**Entries supplied:**
-------

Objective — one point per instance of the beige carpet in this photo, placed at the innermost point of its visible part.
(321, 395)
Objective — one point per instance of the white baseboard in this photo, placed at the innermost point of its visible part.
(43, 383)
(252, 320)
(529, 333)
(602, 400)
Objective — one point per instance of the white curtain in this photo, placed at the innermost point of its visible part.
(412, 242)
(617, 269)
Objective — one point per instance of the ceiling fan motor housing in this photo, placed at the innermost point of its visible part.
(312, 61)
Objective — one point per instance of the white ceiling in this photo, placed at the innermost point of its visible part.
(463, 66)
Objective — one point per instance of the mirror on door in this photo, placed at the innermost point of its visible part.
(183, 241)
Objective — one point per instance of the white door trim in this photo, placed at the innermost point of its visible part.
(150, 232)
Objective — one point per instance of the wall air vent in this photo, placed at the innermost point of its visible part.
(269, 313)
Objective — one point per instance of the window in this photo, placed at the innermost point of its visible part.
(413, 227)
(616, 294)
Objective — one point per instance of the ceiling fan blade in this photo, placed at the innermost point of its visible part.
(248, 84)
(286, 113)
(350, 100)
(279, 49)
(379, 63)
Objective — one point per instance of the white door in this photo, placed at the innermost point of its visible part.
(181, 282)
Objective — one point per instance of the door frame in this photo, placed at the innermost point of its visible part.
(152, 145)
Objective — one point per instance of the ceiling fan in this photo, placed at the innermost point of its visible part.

-------

**Work required:** Only the lines from the one with "Objective — one point per instance of the white door trim" through the end of the material are wanted; copy them exactly, both ends included.

**Answer to this problem:**
Objective — one point per instance of the white door trim in this photo, placed at the innermost point of its visible part.
(150, 232)
Objective — one point per instance of the wall air vent in this photo, placed at the innermost point of its visible part.
(269, 313)
Objective — one point per instance of the window in this photo, placed at the innermost point of its visible part.
(413, 227)
(616, 294)
Objective — one point per instance of the ceiling fan blade in this photo, placed at the innermost point of its visible part.
(248, 84)
(286, 113)
(350, 100)
(279, 49)
(379, 63)
Objective — one point per instance of the white door in this photo, placed at the innermost point of its visible part.
(181, 282)
Objective — one point per instance of the door frame in this photo, placed at the innermost point of its visible part.
(152, 145)
Objective — one point per instance of the ceiling fan in this photo, placed at the innermost point of its visible part.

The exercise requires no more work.